▸ ASSIGNMENT: Transcribe word for word the lines below from the line with "Target: ecpad logo" through the line with "Target: calm sea", ends included.

---------- DATASET EXTRACT

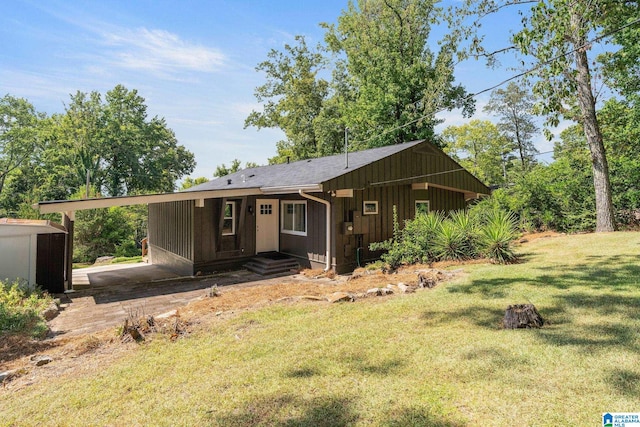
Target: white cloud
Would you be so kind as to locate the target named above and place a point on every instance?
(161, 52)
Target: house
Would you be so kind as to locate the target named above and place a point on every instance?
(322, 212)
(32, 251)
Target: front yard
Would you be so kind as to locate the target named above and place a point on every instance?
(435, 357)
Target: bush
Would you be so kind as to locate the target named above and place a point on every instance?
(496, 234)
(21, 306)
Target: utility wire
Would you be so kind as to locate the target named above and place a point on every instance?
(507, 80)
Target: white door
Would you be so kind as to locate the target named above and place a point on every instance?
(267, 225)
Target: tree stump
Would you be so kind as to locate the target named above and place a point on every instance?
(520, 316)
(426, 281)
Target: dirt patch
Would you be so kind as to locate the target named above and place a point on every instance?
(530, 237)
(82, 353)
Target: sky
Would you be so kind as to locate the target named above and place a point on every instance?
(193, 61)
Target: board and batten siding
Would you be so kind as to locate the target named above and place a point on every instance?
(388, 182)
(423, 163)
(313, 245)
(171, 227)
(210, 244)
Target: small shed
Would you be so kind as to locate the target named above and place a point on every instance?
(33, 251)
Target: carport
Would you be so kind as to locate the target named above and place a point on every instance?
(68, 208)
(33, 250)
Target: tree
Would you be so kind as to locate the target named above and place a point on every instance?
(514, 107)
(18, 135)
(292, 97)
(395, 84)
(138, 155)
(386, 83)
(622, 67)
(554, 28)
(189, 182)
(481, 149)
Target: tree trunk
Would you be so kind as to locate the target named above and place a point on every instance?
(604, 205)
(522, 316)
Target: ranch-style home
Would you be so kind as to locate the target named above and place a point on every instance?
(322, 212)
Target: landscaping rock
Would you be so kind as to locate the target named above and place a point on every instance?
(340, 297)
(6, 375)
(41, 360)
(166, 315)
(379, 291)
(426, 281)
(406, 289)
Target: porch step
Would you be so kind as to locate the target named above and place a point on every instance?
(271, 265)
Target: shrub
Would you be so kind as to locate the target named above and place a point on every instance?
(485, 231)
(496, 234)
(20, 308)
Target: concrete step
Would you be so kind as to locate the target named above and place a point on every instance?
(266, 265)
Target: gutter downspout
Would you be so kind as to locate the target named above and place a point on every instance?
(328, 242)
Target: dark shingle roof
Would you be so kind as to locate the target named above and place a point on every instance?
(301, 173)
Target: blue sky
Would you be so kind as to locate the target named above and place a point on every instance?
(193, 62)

--------------------
---------- DATASET EXTRACT

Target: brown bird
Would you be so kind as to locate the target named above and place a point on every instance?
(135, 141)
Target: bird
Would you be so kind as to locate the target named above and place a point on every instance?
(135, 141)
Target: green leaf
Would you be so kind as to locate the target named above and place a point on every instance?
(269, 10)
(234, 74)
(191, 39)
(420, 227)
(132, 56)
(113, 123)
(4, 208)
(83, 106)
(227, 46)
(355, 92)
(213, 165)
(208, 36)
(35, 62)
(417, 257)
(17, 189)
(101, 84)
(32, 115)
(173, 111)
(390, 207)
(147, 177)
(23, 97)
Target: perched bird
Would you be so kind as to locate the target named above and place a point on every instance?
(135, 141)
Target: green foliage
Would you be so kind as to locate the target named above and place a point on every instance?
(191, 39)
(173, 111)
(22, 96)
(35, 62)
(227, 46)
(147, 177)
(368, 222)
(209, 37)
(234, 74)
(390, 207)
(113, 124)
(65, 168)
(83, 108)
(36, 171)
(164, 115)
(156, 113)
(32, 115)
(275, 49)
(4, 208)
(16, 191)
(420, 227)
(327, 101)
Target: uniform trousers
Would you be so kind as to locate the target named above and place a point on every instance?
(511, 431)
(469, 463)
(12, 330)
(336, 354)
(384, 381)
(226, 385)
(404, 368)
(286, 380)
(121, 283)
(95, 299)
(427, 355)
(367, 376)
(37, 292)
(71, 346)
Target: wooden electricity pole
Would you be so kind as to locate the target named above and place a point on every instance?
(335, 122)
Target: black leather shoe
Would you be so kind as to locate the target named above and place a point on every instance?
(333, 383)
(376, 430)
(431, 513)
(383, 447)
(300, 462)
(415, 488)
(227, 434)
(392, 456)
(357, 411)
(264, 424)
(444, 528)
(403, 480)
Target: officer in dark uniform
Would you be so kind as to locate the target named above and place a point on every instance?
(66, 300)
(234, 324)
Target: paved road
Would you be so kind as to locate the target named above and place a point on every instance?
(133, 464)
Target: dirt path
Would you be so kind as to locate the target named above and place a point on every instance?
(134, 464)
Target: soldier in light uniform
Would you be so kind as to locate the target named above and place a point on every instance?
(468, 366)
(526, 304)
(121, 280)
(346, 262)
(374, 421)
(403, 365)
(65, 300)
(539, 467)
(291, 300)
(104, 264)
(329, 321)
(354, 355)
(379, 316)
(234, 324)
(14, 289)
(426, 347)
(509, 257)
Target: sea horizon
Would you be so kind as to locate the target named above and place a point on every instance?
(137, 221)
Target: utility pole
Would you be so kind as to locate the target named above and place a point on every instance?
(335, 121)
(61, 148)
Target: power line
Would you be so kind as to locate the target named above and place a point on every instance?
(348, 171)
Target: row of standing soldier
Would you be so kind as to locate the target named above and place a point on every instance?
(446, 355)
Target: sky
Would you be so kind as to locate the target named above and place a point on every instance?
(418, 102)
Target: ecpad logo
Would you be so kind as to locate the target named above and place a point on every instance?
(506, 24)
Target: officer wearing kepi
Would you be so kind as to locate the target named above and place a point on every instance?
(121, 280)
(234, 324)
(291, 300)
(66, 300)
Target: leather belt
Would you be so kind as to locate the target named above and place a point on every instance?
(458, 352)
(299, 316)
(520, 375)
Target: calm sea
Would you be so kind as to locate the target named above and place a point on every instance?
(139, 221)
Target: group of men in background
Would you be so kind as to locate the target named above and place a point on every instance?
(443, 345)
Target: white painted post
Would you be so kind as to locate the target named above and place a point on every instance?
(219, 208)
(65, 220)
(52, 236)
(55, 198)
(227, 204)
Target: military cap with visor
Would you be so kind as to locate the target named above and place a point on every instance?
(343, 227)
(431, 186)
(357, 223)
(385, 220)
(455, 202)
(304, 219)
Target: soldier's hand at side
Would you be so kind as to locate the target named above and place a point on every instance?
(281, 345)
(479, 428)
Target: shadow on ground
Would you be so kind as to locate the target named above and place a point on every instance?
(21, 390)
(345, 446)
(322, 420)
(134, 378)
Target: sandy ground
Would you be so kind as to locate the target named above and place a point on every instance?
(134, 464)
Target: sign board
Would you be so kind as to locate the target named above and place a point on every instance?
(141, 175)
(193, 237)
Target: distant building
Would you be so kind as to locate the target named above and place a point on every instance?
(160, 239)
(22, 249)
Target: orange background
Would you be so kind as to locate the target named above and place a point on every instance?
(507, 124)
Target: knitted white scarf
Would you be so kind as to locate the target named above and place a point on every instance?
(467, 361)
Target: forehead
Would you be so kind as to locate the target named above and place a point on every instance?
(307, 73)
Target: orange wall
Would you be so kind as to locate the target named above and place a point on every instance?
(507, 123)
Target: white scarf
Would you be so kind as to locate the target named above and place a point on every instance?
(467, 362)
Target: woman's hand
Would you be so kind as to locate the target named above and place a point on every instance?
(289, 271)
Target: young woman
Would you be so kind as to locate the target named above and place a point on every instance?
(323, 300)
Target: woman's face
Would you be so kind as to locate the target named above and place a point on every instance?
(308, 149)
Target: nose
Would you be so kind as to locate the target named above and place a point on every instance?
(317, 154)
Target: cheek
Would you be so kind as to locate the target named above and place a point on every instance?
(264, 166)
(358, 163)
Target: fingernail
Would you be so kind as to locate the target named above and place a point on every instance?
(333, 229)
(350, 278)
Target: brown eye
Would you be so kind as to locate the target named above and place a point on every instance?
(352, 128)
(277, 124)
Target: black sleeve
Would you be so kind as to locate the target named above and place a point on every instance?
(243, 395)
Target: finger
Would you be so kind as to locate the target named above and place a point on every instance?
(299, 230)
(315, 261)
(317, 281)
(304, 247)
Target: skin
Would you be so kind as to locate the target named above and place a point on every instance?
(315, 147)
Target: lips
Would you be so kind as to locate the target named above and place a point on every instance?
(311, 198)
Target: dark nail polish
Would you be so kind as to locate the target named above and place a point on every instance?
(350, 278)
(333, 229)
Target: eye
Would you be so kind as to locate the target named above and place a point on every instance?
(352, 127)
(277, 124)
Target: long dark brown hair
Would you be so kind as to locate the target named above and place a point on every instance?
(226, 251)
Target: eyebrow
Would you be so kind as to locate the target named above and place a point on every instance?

--------------------
---------- DATASET EXTRACT

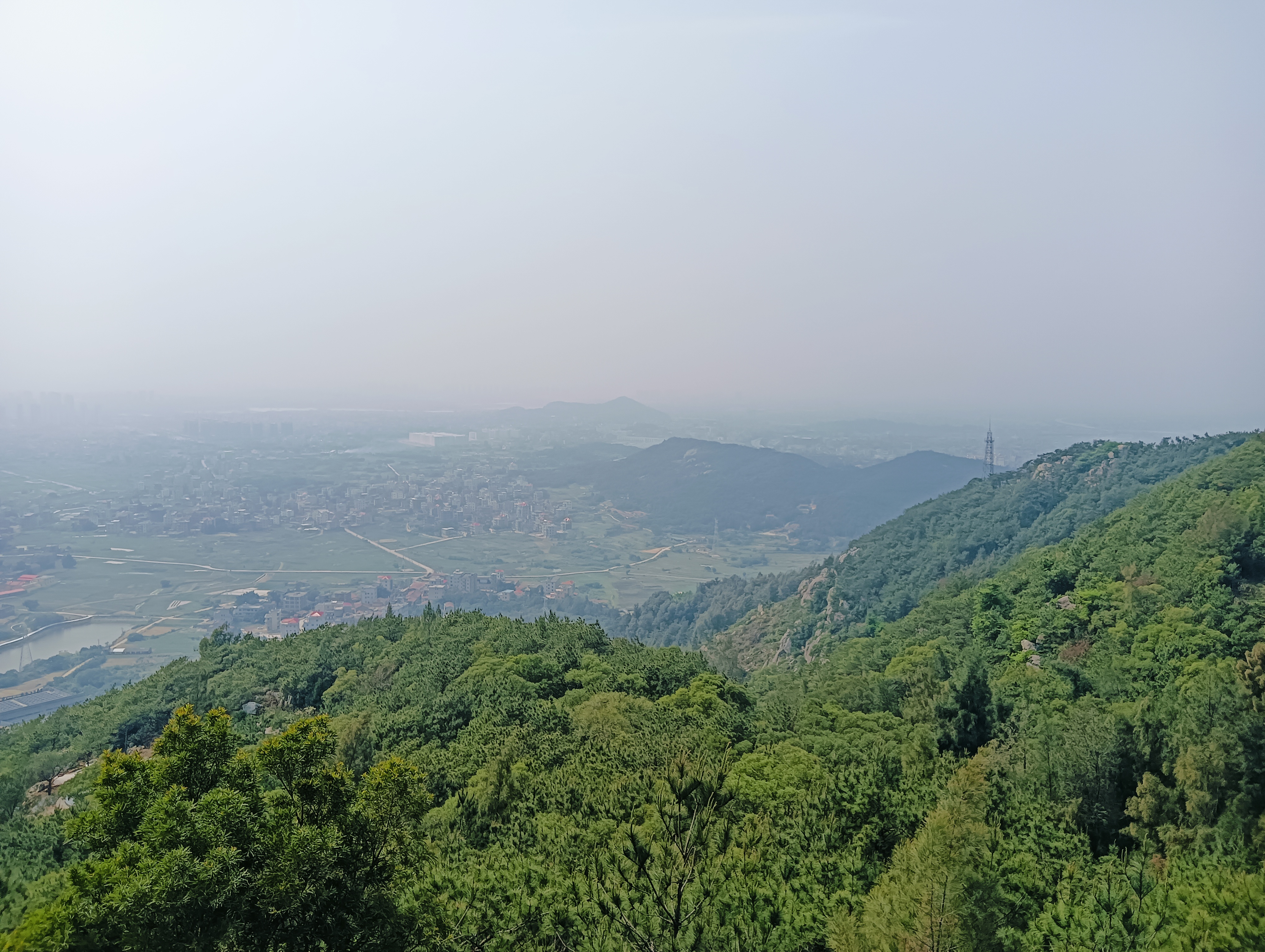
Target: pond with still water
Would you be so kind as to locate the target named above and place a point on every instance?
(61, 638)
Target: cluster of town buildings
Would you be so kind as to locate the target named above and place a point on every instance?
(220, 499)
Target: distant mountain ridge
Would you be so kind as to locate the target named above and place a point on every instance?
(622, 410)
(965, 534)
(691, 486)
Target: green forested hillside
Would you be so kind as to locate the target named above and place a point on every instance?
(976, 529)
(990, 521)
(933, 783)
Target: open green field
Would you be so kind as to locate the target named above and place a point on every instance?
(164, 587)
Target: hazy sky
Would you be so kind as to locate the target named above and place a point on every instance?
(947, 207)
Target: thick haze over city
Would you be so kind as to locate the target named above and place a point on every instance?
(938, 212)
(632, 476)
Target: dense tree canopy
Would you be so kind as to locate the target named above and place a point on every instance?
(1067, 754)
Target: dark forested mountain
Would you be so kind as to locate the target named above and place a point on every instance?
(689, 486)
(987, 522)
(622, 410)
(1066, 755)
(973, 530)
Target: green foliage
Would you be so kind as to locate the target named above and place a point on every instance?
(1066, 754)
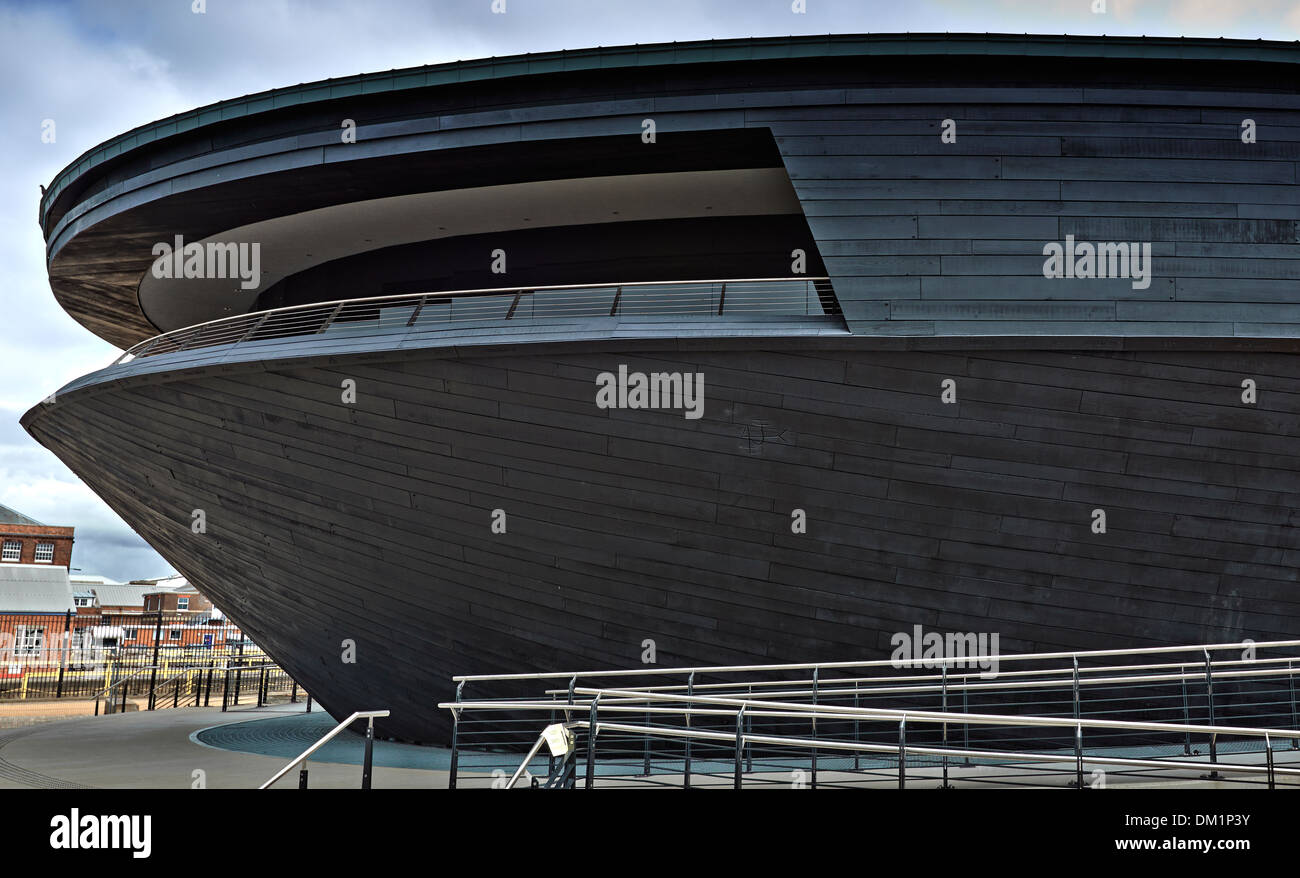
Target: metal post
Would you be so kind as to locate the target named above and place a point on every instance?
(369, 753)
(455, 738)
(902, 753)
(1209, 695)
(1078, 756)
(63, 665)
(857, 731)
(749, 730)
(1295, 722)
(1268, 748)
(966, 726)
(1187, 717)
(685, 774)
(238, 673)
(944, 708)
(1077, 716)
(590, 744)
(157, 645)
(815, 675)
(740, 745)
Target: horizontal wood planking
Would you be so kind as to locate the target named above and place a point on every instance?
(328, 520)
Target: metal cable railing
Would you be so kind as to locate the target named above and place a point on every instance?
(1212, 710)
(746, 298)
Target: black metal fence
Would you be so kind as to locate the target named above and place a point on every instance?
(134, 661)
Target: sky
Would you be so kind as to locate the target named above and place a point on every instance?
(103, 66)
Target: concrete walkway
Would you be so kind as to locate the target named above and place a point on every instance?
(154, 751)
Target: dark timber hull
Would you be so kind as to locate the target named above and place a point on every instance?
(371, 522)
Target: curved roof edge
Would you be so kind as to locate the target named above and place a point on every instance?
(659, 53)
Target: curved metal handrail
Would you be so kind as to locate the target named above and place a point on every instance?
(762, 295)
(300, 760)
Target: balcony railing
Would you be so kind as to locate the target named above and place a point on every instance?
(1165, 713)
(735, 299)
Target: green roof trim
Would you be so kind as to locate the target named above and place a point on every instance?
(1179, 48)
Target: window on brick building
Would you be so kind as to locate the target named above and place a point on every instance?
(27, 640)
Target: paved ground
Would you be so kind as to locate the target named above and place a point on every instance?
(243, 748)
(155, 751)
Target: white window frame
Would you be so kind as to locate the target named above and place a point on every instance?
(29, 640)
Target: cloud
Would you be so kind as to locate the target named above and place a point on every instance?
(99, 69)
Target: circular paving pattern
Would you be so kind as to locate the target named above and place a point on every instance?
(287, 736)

--------------------

▸ FINISHED EXERCISE:
Target: ecpad logo
Would you be so kind as to locate the target named above and place a point on every instance?
(506, 24)
Target: officer wearing kepi
Would you be so kind as to locate the target named above and place a point on every instance?
(121, 280)
(234, 324)
(291, 300)
(66, 300)
Target: leather belt
Would you be so kind as to locate the target named above and place a point on every instance?
(458, 352)
(299, 316)
(520, 375)
Target: calm sea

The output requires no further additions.